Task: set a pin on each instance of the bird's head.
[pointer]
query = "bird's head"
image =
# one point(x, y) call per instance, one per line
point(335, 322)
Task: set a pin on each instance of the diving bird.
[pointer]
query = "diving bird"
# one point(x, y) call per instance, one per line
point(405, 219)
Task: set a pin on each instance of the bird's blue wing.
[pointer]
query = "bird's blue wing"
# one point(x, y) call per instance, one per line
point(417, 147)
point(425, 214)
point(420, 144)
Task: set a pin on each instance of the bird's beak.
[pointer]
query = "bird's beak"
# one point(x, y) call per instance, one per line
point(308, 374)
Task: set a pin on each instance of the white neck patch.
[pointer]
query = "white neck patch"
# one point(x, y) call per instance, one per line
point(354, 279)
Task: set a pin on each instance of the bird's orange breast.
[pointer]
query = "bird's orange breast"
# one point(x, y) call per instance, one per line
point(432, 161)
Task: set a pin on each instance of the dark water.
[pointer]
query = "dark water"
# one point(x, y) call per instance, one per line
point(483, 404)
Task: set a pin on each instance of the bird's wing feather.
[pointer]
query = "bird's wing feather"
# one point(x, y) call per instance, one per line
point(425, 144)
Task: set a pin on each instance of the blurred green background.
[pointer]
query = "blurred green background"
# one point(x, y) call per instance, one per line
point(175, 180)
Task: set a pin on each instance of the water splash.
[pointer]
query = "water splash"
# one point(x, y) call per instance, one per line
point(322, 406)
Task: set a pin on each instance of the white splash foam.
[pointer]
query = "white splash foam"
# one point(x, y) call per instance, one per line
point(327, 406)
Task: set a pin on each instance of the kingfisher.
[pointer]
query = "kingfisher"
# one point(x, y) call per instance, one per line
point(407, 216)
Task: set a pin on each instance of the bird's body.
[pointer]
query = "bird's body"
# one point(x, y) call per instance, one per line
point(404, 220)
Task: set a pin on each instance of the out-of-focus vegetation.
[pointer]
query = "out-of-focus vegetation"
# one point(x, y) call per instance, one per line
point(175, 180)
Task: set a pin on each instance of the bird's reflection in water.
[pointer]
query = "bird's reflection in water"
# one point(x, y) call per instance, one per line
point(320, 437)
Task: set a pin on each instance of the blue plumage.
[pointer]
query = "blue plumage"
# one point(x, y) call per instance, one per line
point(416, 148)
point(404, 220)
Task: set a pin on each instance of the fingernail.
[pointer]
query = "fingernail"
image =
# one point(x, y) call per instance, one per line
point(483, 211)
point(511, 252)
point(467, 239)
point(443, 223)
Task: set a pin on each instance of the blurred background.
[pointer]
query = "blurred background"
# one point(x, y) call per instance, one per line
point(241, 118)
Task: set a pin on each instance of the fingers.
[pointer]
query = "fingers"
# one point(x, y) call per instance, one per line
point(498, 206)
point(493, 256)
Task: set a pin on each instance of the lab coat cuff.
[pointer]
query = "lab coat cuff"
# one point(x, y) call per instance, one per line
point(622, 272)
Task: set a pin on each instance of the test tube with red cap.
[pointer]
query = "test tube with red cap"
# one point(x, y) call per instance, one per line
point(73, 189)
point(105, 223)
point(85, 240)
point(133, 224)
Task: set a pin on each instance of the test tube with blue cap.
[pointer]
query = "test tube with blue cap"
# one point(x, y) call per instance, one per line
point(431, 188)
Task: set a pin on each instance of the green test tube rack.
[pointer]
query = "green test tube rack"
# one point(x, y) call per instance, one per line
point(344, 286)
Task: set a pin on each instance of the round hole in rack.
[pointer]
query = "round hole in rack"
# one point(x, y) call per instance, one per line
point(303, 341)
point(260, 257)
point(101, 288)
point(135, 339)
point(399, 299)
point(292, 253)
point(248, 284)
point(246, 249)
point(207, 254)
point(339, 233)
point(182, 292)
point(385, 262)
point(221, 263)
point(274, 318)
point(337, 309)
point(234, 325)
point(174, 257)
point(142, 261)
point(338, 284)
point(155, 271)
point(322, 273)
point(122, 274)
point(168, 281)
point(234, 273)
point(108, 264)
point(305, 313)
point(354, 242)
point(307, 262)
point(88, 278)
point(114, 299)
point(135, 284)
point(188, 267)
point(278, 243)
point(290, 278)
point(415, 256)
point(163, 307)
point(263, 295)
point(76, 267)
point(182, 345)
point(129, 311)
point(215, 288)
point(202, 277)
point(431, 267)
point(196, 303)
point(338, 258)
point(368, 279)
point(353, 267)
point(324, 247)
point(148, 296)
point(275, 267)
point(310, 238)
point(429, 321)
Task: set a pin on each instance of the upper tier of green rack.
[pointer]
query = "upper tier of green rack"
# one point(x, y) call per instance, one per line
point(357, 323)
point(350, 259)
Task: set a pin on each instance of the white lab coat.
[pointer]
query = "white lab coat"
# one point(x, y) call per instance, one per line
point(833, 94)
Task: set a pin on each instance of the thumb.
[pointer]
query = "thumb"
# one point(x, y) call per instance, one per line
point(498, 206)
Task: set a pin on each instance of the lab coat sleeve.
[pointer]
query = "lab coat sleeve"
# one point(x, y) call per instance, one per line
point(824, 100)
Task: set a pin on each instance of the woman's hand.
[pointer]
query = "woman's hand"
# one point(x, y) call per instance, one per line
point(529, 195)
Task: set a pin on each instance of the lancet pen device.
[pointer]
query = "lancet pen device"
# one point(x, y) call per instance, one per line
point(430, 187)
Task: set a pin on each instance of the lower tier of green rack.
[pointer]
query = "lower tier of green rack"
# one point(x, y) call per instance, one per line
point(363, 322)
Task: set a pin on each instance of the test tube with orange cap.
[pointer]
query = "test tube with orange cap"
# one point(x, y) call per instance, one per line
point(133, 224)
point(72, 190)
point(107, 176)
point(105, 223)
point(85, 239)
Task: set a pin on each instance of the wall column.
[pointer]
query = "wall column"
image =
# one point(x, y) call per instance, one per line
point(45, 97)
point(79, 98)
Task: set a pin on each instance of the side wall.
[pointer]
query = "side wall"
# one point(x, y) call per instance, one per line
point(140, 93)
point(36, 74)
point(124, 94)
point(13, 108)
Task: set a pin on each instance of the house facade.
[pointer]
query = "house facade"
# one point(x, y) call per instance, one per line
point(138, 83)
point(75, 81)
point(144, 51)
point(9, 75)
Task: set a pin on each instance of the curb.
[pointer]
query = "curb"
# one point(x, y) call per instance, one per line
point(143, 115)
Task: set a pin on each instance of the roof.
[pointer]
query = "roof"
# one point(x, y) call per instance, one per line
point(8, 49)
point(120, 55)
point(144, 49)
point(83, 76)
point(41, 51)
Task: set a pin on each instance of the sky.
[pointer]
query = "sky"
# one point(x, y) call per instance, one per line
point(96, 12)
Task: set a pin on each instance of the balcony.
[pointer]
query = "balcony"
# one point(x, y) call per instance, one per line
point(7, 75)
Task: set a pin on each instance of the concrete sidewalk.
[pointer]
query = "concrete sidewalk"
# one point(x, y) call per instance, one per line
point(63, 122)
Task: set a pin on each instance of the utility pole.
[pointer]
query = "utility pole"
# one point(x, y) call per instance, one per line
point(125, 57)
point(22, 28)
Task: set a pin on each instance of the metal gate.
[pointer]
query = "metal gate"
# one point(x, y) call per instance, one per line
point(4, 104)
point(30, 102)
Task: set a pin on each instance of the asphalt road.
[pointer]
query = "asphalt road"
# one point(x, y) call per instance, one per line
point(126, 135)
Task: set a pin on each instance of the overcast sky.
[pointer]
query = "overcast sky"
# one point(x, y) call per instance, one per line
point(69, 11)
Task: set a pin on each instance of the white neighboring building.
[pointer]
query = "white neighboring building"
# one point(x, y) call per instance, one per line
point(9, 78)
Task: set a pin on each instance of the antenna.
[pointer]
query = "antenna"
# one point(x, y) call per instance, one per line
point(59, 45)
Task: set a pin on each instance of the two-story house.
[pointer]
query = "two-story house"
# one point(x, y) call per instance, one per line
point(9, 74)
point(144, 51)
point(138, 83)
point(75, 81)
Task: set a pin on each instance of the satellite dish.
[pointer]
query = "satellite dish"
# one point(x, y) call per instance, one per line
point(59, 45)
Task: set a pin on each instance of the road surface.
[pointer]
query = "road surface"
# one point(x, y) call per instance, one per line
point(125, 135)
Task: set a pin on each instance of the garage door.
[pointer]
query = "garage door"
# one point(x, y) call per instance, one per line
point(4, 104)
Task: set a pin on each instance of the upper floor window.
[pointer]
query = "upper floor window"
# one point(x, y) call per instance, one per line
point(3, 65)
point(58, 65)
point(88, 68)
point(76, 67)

> Exercise
Through the last line of the entries above, beginning at the line containing "Task: set a pin on each instance of the satellite", transcribe each line exactly, both ends included and nothing more.

> Written response
Task: set a pin on each instance of the satellite dish.
[pointer]
query = "satellite dish"
# one point(x, y) call per instance, one per line
point(59, 45)
Task: set a pin on each instance of the road surface.
[pointer]
query = "road surface"
# one point(x, y) call per instance, one per line
point(125, 135)
Task: set a pin on each instance of the garage door.
[pointer]
query = "garage door"
# one point(x, y) call per instance, one per line
point(4, 104)
Task: set a pin on each instance of the upper floor window.
[pointer]
query = "upper floor window"
# one point(x, y) call per instance, one per line
point(3, 65)
point(58, 65)
point(88, 68)
point(76, 67)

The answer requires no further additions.